Objective – Each entry below is to be duplicated verbatim.

# Start of Records provided

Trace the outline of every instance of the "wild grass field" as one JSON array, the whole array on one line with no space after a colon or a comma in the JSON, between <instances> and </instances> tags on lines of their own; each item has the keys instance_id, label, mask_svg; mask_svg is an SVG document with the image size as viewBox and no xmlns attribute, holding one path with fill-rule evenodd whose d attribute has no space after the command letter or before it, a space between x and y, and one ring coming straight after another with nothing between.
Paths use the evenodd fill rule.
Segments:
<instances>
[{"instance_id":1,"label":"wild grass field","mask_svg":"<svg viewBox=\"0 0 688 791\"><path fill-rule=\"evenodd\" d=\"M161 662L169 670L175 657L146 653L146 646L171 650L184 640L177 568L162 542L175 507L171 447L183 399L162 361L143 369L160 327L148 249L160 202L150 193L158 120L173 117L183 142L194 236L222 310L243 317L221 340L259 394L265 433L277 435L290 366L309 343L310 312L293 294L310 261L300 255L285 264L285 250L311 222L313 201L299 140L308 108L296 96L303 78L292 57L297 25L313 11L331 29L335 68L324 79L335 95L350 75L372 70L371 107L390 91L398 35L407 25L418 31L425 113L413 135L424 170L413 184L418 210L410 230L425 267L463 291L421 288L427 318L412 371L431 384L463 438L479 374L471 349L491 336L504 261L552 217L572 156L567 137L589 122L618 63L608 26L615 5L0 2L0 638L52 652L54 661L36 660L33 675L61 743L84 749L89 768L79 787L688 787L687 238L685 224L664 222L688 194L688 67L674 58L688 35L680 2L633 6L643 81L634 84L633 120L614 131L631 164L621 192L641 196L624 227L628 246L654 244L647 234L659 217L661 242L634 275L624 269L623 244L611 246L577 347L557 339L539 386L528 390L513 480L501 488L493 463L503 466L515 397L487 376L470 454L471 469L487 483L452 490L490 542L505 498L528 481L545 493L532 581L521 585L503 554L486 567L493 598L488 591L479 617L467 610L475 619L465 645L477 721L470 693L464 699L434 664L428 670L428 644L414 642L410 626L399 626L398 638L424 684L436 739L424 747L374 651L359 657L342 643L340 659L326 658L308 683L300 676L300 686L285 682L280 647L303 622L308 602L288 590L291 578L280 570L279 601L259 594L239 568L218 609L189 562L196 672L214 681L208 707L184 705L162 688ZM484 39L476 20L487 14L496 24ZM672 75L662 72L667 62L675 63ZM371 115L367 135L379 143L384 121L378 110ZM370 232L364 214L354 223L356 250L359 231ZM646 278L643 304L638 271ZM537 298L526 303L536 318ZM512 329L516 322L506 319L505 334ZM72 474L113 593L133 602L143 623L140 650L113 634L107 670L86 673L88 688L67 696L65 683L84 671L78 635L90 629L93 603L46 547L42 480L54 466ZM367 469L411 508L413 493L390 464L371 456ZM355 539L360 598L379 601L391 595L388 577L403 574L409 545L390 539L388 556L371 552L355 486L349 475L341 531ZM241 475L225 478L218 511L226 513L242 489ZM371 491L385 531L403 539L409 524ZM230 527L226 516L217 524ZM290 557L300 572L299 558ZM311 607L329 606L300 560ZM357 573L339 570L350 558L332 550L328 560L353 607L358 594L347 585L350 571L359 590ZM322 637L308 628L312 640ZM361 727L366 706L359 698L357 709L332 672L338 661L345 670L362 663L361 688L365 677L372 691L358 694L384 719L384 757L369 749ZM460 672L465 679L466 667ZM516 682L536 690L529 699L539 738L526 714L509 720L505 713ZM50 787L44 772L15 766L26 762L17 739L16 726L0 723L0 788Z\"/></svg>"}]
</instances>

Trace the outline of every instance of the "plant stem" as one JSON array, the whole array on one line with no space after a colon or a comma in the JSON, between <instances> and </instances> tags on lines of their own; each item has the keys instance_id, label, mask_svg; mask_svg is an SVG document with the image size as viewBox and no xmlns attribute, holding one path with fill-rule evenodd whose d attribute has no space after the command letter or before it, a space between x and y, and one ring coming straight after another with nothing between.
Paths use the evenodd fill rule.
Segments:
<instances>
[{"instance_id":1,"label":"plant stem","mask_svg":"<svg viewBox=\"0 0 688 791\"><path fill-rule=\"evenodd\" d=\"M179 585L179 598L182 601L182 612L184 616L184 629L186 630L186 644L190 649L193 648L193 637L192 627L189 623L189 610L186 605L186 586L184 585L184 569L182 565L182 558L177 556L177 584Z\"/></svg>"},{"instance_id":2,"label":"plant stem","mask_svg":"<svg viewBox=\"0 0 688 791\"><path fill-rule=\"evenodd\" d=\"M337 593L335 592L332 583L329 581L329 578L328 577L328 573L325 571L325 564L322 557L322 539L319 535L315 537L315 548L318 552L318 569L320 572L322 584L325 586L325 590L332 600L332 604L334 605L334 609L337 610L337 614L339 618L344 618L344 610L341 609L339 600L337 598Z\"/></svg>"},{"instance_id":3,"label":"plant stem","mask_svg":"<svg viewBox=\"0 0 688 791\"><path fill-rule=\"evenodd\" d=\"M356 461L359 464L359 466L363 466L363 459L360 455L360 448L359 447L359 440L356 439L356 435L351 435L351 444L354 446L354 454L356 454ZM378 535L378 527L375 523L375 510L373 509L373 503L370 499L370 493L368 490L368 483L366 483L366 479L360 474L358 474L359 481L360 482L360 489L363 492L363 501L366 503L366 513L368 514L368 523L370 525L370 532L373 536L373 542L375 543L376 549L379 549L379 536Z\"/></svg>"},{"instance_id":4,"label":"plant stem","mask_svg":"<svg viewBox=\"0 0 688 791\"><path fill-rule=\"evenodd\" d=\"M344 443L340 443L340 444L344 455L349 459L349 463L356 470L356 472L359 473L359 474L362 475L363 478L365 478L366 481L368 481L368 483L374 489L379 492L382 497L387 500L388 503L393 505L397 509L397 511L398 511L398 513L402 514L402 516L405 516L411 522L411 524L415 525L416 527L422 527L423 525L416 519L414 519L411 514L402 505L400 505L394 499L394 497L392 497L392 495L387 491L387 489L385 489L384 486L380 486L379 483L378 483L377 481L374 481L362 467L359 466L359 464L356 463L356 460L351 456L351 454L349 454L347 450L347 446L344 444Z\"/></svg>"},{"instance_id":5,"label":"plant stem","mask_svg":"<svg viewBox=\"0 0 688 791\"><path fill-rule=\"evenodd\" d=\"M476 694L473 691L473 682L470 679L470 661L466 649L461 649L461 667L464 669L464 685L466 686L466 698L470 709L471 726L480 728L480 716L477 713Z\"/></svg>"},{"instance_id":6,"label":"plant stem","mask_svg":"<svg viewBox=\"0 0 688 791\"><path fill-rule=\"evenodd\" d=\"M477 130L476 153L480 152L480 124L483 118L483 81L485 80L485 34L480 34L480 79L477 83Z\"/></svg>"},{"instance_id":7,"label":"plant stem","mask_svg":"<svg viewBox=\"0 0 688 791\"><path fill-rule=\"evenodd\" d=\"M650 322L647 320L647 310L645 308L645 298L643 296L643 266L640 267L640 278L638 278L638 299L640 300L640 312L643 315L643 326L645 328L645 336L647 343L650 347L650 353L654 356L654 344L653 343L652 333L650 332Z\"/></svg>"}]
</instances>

# End of Records provided

Answer to the exercise –
Trace the outline of every instance of the "wild grass field" as one JSON array, the whole array on one line with no space after a colon or a comma in the JSON, between <instances> and </instances> tags on lines of their own; each item has the keys instance_id, label, mask_svg; mask_svg is an SVG document with the image size as viewBox and no xmlns attribute, holding one path with fill-rule evenodd whose d attribute has no space after the command letter or before it, a space between x and y, and one ring coming straight after another with nothing between.
Paths use the evenodd fill rule.
Segments:
<instances>
[{"instance_id":1,"label":"wild grass field","mask_svg":"<svg viewBox=\"0 0 688 791\"><path fill-rule=\"evenodd\" d=\"M161 662L169 670L175 657L146 653L146 646L171 650L184 640L177 568L162 542L175 507L171 447L183 399L162 361L143 369L160 327L148 249L160 202L150 193L158 120L173 117L183 142L194 236L222 310L243 317L221 340L259 394L265 433L277 435L290 366L309 343L310 312L293 294L310 261L300 255L285 264L285 250L311 222L313 201L299 140L308 108L296 96L303 78L292 57L297 25L313 11L331 29L335 68L324 79L335 95L350 75L372 70L371 107L390 91L398 35L407 25L418 31L425 113L413 135L424 170L413 184L418 210L410 230L425 267L463 291L421 288L427 318L412 371L431 384L463 438L479 374L471 349L491 336L504 261L552 217L572 156L567 137L589 122L618 63L608 26L615 5L0 2L0 638L52 652L54 661L36 660L33 675L61 743L84 749L89 768L79 787L688 787L687 238L685 224L664 222L688 194L688 67L674 58L688 35L680 2L633 6L643 81L634 84L633 120L614 131L631 164L621 192L641 196L624 227L628 246L654 244L647 234L659 217L661 242L634 275L624 269L623 244L611 246L577 347L557 339L539 386L528 390L513 480L501 488L493 463L503 466L515 397L487 376L470 454L471 469L487 483L452 490L490 542L505 498L528 481L545 493L532 581L521 585L503 554L486 567L493 598L488 591L479 617L467 610L475 619L465 645L477 721L470 693L464 699L434 664L428 670L428 644L414 642L410 626L399 626L398 638L424 684L436 739L424 747L374 651L359 657L342 643L340 659L326 658L308 683L300 676L300 686L285 682L280 647L303 622L308 602L288 590L291 578L280 570L279 601L259 594L239 568L218 609L189 562L196 672L214 681L208 707L184 705L162 688ZM484 39L476 20L487 14L496 24ZM672 75L662 72L667 62L675 63ZM371 115L367 135L379 143L384 121L378 110ZM370 232L364 214L354 223L356 250L359 231ZM646 278L643 304L638 271ZM537 298L526 303L536 318ZM512 329L516 322L506 319L505 334ZM72 474L113 593L133 602L143 623L140 650L113 634L107 670L86 673L88 688L67 696L65 683L84 671L78 635L90 629L93 603L46 547L42 480L54 466ZM367 469L411 508L413 493L390 464L371 456ZM355 539L360 598L379 601L391 595L388 577L403 574L409 545L390 539L388 556L371 552L355 486L349 475L341 531ZM241 475L225 478L218 511L226 513L242 489ZM371 491L385 531L403 539L409 524ZM230 527L226 516L217 524ZM290 557L300 572L299 558ZM311 607L329 606L300 560ZM357 573L339 570L350 558L332 550L328 560L353 607L358 594L347 585L350 571L359 590ZM322 637L308 628L312 640ZM361 727L366 706L359 698L357 709L332 672L338 661L345 670L362 663L361 688L365 677L372 691L358 694L384 719L384 757L369 749ZM460 672L465 679L466 667ZM516 682L536 690L529 699L539 738L526 714L509 720L505 713ZM50 787L44 772L15 766L26 762L17 739L16 726L0 723L0 788Z\"/></svg>"}]
</instances>

Trace the outline of every instance of the "plant stem" as one JSON array, the whole array on one line with no space after a colon or a comma in the JSON, between <instances> and </instances> tags on lines of their own; each item has the keys instance_id, label, mask_svg; mask_svg is an SVG document with the image size as viewBox and no xmlns attribute, holding one path with fill-rule evenodd whose d attribute has no space after the command letter or before it, a space between x and y, and one ring coming straight after another with nothing between.
Paths use the evenodd fill rule.
Segments:
<instances>
[{"instance_id":1,"label":"plant stem","mask_svg":"<svg viewBox=\"0 0 688 791\"><path fill-rule=\"evenodd\" d=\"M179 585L179 598L182 601L182 612L184 616L184 629L186 630L186 644L190 649L193 648L193 637L192 627L189 623L189 610L186 605L186 586L184 585L184 569L182 565L182 558L177 556L177 584Z\"/></svg>"},{"instance_id":2,"label":"plant stem","mask_svg":"<svg viewBox=\"0 0 688 791\"><path fill-rule=\"evenodd\" d=\"M337 593L335 592L332 583L329 581L329 578L328 577L328 573L325 571L325 564L322 557L322 539L319 535L315 537L315 548L318 552L318 569L320 572L322 584L325 586L325 590L332 600L332 604L334 605L334 609L337 610L337 614L339 618L344 618L344 610L341 609L339 600L337 598Z\"/></svg>"},{"instance_id":3,"label":"plant stem","mask_svg":"<svg viewBox=\"0 0 688 791\"><path fill-rule=\"evenodd\" d=\"M356 461L359 464L359 466L363 466L363 459L360 455L360 448L359 447L359 440L356 439L356 435L351 435L351 444L354 446L354 454L356 454ZM378 535L378 527L375 523L375 510L373 509L373 503L370 499L370 493L368 490L368 483L366 483L366 479L360 474L358 474L359 481L360 482L360 489L363 492L363 501L366 503L366 513L368 514L368 523L370 525L370 532L373 536L373 542L375 543L376 549L379 549L379 536Z\"/></svg>"},{"instance_id":4,"label":"plant stem","mask_svg":"<svg viewBox=\"0 0 688 791\"><path fill-rule=\"evenodd\" d=\"M344 443L340 443L340 444L344 455L349 459L349 463L356 470L356 472L359 473L359 474L362 475L363 478L365 478L366 481L368 481L368 483L374 489L379 492L382 497L387 500L388 503L393 505L397 509L397 511L398 511L398 513L402 514L402 516L405 516L411 522L411 524L415 525L416 527L422 527L423 525L416 519L414 519L411 514L402 505L400 505L394 499L394 497L392 497L392 495L387 491L387 489L385 489L384 486L380 486L379 483L378 483L377 481L374 481L362 467L359 466L359 464L356 463L356 460L351 456L351 454L349 454L347 450L347 446L344 444Z\"/></svg>"},{"instance_id":5,"label":"plant stem","mask_svg":"<svg viewBox=\"0 0 688 791\"><path fill-rule=\"evenodd\" d=\"M476 694L473 691L473 682L470 679L470 661L466 649L461 649L461 667L464 669L464 685L466 686L466 698L470 709L471 726L480 728L480 716L477 713Z\"/></svg>"},{"instance_id":6,"label":"plant stem","mask_svg":"<svg viewBox=\"0 0 688 791\"><path fill-rule=\"evenodd\" d=\"M477 130L476 153L480 152L480 124L483 118L483 81L485 80L485 34L480 34L480 79L477 83Z\"/></svg>"},{"instance_id":7,"label":"plant stem","mask_svg":"<svg viewBox=\"0 0 688 791\"><path fill-rule=\"evenodd\" d=\"M650 322L647 320L647 310L645 308L645 298L643 296L643 266L640 267L640 278L638 278L638 299L640 300L640 312L643 315L643 326L645 328L645 336L647 343L650 347L650 353L654 356L654 344L653 343L652 333L650 332Z\"/></svg>"}]
</instances>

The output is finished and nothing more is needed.